BEGIN Text section

After hitting its lowest level since late February in earlier trade near $93.00 per barrel, front-month WTI futures have rebounded over the last few hours and are now trading back in the $95.00s. That still leaves prices down about $2.50 on the day, with global oil markets reeling in wake of an uptick in China lockdown fears over the weekend. China’s 26-million-person strong city of Shanghai, the country’s financial hub, remains in a state of absolute lockdown after Covid-19 infections hit fresh record highs over the weekend.
Oil market participants fear that the virus will spread to other cities, triggering equally strict lockdowns across the country as China continues to pursue it “zero Covid-19” strategy that was successful in the initial stages of the pandemic. However, analysts have questioned the sustainability of this strategy given new variants of the virus are much more transmissible. China is the world’s largest oil consumer (over 14M barrels per day) and widespread lockdowns could leave a significant dent in demand.

END Text section

*Parts of the exercise:*
[A] Write out the oil market passage word for word from "After hitting its" to "highs over the weekend.".
[B] Continue the passage on oil prices and China's lockdowns from the point where it stops.
The material that comes after this passage on oil prices has no connection to it.

BEGIN The data

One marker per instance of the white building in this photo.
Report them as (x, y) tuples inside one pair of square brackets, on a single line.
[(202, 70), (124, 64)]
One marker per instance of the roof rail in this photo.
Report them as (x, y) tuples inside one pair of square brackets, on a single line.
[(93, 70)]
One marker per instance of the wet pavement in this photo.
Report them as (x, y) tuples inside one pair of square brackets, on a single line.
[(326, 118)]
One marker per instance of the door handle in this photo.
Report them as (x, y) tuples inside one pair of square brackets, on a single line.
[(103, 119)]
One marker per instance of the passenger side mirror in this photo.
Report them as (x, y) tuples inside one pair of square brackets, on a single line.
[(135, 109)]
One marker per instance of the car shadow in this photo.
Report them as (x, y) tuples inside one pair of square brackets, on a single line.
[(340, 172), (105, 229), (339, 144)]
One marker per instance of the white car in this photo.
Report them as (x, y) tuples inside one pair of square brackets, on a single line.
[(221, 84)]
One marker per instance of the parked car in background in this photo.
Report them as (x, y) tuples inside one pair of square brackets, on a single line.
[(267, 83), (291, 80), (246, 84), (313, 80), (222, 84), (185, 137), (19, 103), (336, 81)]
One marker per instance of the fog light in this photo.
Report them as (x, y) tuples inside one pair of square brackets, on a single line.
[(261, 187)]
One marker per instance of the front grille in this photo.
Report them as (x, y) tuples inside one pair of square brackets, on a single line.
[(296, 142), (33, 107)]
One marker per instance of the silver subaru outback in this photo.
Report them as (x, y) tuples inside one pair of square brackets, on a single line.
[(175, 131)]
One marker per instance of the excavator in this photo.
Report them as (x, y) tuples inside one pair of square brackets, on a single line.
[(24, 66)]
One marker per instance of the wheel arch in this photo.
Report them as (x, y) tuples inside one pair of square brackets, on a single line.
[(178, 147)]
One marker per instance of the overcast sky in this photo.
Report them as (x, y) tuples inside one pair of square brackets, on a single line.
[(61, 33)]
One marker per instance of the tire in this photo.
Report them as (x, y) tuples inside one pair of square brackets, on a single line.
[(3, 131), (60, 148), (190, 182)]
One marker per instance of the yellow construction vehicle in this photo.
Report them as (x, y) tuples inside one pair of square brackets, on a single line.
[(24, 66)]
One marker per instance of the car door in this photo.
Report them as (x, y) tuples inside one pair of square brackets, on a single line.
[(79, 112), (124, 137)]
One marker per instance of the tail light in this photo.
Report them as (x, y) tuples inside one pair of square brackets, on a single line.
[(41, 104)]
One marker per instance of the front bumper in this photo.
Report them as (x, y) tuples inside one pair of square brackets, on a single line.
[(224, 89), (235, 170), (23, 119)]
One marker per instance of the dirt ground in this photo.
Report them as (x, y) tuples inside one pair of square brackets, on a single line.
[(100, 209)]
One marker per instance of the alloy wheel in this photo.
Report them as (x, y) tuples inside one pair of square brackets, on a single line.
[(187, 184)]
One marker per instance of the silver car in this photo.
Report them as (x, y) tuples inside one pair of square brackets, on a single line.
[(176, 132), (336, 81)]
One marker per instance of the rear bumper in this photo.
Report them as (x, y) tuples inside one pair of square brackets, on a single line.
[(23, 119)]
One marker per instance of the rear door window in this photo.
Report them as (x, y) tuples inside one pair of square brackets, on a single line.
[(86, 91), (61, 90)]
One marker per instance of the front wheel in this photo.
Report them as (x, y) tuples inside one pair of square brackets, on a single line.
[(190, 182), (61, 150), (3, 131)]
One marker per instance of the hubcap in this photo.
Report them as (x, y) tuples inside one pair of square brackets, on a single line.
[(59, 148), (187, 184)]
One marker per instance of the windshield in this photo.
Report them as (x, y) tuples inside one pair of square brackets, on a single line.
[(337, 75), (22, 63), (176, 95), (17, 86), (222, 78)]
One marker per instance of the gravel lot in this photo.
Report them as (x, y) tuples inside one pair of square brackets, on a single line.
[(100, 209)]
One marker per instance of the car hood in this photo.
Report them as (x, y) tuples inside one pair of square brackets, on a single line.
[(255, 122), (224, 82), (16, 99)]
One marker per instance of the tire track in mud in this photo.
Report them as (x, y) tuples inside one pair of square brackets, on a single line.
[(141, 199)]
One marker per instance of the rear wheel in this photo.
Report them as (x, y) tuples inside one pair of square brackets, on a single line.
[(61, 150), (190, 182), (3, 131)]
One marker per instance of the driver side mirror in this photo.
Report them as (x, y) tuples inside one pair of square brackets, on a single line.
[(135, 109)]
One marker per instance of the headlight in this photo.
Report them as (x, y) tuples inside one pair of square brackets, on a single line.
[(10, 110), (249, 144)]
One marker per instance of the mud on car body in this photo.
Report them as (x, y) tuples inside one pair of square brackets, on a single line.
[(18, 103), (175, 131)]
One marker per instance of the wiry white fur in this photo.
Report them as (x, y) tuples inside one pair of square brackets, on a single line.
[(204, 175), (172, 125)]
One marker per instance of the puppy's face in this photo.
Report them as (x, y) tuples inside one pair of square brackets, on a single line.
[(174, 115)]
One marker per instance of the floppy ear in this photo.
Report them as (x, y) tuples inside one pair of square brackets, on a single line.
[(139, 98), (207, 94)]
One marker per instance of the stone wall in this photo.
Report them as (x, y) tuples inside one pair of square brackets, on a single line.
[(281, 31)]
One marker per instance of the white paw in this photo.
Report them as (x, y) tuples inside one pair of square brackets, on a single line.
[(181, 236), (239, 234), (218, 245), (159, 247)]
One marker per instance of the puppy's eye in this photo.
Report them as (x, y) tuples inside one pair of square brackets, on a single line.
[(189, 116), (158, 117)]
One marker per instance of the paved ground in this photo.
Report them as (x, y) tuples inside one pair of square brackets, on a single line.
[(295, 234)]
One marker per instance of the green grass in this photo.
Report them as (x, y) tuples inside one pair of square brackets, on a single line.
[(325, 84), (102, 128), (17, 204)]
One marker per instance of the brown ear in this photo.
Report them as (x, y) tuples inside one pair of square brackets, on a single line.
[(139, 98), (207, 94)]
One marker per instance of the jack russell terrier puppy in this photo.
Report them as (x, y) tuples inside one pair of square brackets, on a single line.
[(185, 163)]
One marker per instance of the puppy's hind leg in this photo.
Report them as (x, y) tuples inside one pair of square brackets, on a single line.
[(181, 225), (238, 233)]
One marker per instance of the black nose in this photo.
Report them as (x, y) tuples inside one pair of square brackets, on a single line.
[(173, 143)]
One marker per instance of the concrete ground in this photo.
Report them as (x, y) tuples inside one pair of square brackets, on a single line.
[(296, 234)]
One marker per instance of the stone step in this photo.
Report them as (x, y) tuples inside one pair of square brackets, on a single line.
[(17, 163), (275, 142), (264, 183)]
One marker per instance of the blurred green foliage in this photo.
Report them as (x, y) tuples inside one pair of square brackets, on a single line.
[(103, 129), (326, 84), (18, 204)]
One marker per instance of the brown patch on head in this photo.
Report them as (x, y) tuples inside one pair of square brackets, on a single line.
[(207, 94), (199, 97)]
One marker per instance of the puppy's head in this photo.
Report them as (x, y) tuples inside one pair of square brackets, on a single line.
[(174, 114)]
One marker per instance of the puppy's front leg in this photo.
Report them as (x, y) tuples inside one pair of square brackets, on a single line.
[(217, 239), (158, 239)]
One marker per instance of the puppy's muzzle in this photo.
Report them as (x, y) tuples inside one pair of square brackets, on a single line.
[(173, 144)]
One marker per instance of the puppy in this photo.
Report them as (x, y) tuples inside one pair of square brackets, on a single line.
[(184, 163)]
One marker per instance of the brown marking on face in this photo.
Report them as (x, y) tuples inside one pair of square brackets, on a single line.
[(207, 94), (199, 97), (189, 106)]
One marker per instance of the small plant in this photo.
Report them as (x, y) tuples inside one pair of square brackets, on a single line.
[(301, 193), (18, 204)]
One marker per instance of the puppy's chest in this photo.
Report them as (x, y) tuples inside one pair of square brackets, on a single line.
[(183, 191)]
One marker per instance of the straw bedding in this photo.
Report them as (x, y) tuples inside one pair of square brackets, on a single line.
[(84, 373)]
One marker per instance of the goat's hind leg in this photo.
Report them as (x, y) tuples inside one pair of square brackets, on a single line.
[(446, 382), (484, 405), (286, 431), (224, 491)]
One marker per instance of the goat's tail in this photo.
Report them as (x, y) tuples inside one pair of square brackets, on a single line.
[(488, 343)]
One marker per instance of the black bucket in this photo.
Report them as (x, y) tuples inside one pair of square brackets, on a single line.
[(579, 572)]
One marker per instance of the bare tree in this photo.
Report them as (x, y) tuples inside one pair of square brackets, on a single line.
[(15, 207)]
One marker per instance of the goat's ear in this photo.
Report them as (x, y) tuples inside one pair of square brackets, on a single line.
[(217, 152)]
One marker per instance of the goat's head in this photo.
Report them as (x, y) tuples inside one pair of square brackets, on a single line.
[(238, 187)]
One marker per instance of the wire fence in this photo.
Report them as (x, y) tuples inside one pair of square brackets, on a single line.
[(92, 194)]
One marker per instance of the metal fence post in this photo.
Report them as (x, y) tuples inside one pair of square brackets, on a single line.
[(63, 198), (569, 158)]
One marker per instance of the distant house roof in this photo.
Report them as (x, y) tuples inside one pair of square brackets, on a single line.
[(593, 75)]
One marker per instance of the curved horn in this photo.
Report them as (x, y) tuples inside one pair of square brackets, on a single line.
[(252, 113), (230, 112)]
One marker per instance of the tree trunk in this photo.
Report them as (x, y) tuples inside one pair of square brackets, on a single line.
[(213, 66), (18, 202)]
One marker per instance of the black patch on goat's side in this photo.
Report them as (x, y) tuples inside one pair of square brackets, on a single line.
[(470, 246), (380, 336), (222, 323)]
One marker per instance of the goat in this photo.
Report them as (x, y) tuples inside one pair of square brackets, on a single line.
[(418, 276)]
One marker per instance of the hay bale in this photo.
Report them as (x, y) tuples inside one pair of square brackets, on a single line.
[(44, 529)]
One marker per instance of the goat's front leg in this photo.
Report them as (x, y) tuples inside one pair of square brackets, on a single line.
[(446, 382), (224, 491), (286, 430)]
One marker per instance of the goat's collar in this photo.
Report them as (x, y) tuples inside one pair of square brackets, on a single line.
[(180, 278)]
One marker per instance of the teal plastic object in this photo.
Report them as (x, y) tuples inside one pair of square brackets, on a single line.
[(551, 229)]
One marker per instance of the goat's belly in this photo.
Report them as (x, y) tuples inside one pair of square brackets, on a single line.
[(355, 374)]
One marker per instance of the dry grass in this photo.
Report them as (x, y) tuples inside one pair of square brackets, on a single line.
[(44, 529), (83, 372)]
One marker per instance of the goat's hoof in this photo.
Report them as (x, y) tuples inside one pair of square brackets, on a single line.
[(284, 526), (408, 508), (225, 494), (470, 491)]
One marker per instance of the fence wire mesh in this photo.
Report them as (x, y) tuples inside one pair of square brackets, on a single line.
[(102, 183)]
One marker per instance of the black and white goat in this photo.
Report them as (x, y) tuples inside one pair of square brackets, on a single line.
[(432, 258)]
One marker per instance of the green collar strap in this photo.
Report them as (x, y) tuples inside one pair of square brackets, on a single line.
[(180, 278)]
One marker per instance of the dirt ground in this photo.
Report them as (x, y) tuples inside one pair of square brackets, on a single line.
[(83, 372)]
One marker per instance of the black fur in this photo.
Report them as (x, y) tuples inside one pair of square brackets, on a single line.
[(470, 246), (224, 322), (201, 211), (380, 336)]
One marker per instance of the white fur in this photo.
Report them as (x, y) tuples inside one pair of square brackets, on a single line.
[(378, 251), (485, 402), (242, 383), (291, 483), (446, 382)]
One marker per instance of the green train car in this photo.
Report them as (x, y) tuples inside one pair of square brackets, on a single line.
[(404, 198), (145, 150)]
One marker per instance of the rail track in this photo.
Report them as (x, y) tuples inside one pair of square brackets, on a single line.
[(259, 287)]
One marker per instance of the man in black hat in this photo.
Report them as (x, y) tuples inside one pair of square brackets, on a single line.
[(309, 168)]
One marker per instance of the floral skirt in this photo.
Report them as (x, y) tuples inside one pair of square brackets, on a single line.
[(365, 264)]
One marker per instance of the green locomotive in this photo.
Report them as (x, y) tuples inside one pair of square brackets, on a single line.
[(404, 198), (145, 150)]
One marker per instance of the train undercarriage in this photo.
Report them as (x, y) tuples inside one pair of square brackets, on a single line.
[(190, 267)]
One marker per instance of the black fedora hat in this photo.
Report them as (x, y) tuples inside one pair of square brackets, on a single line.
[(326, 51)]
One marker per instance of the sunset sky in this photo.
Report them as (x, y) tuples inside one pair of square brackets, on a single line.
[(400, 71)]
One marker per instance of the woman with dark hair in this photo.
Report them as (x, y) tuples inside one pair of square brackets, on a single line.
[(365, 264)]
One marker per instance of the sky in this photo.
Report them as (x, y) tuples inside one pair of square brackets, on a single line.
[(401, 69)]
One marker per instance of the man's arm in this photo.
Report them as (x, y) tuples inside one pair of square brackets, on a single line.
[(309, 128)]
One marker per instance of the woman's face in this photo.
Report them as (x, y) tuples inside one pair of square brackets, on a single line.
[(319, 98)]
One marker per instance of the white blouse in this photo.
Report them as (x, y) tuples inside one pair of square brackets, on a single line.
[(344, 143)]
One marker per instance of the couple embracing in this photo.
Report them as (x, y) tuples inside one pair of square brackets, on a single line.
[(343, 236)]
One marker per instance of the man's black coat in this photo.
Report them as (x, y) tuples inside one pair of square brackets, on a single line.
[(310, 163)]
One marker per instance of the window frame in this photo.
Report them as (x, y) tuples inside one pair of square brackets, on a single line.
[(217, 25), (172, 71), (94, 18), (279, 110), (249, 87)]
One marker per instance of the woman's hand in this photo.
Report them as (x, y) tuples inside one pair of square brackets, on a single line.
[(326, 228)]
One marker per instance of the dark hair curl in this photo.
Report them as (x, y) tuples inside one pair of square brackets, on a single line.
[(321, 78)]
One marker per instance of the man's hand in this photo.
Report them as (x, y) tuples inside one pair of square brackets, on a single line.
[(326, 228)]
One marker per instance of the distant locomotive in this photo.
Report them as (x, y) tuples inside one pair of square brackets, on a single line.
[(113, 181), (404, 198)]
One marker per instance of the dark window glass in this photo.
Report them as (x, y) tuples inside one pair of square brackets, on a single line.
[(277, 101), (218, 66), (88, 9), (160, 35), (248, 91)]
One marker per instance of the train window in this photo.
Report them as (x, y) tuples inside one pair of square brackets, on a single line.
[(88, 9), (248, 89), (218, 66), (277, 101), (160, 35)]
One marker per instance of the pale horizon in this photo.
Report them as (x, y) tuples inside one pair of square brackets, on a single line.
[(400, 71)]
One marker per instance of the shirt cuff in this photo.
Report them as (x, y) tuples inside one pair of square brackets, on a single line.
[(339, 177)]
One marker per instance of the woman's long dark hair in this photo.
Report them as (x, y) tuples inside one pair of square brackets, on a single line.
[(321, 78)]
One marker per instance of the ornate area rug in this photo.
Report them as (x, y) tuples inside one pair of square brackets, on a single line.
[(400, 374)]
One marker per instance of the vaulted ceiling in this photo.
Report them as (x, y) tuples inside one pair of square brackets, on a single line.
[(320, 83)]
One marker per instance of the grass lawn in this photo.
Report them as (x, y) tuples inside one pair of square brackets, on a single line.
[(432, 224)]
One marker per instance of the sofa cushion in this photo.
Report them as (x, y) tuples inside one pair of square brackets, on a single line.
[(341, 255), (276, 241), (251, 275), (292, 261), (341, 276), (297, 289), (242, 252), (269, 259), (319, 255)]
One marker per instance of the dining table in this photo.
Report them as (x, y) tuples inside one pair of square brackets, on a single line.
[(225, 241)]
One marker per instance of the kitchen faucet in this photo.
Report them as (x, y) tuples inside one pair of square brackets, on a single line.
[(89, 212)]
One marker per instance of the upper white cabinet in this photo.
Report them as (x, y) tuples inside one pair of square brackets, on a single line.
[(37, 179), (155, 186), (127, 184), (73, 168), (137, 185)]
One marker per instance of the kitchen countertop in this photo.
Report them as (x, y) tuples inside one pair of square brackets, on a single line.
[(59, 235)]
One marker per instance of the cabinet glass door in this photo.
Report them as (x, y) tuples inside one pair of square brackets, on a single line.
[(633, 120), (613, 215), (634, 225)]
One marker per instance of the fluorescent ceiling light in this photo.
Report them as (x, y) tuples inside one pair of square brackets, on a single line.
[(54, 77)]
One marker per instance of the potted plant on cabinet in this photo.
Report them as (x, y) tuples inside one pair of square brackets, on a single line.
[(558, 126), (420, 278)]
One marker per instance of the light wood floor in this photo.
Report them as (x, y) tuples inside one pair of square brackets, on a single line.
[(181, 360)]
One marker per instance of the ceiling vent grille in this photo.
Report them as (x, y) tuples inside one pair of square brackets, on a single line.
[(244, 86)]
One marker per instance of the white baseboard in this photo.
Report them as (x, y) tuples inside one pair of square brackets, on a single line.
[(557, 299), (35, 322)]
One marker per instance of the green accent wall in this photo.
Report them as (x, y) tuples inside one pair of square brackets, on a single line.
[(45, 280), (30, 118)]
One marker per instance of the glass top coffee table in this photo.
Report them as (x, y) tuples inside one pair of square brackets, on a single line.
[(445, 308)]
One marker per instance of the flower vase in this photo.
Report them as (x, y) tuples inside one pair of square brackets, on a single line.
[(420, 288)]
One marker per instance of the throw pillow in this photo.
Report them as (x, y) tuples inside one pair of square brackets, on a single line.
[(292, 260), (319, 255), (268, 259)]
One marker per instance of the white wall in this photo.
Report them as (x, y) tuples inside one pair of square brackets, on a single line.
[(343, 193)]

END The data

*Answers per task:*
[A]
After hitting its lowest level since late February in earlier trade near $93.00 per barrel, front-month WTI futures have rebounded over the last few hours and are now trading back in the $95.00s. That still leaves prices down about $2.50 on the day, with global oil markets reeling in wake of an uptick in China lockdown fears over the weekend. China’s 26-million-person strong city of Shanghai, the country’s financial hub, remains in a state of absolute lockdown after Covid-19 infections hit fresh record highs over the weekend.

[B]
Uncertainty about the extent to which Chinese demand will be affected by lockdowns in the coming months has eased worries about an acute near-term oil shortage given disruptions to Russian exports as a result of the Russo-Ukraine war. This is the major factor weighing on the oil complex on Monday, but comes against the backdrop of a historic oil reserve release announcement from International Energy Agency member nations last week. The US and its allies will be releasing 240M barrels of crude oil over the next six months.
Recent updates have led to some major financial institutions scaling back on their bullish bets for how high oil prices might have gone this summer. Bank of America said they now don’t see Brent (currently near $100) moving back above $120 per barrel this summer and UBS said their forecast for Brent in June was now $115 (versus $125 before).